_指示文:_
「Mark the shadow」を含む行から項目の最後の行までを、両端も含めて「番号」と「内容」の2列からなるMarkdownの表にせよ。空行は入れない。

_ポインティングデータセットの行:_
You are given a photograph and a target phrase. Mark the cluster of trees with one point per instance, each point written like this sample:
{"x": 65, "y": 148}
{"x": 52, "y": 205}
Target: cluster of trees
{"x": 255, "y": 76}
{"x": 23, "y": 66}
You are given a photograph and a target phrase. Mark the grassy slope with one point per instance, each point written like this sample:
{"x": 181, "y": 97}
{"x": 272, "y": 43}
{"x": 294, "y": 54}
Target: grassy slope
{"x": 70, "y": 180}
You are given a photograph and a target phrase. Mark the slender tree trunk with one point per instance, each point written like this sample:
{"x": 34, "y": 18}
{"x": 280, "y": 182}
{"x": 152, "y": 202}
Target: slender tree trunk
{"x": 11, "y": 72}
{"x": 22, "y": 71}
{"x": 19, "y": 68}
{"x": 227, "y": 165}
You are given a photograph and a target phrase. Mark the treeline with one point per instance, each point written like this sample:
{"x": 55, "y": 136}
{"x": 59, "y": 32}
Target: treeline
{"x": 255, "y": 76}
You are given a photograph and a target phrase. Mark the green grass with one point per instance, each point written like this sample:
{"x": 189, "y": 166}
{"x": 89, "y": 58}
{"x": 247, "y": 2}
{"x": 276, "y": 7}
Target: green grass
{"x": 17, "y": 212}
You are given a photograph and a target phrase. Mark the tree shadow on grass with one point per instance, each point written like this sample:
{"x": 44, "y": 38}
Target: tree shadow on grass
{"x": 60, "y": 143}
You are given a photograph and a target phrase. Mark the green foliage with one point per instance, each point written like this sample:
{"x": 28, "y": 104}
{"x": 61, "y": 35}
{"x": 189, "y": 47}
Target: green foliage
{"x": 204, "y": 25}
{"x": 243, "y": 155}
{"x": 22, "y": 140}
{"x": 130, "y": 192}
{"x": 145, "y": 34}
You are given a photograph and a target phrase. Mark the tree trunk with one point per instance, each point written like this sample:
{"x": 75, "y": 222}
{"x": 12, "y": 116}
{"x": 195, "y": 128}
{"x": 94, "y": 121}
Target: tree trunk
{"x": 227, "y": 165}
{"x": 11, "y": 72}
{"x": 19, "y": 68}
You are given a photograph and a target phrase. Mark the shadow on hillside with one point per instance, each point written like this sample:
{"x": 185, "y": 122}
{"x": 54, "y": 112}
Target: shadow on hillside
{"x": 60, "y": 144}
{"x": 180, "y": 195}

_作業結果:_
| 番号 | 内容 |
|---|---|
| 1 | You are given a photograph and a target phrase. Mark the shadow on hillside with one point per instance, each point written like this sample: |
| 2 | {"x": 185, "y": 122} |
| 3 | {"x": 54, "y": 112} |
| 4 | Target: shadow on hillside |
| 5 | {"x": 60, "y": 144} |
| 6 | {"x": 180, "y": 195} |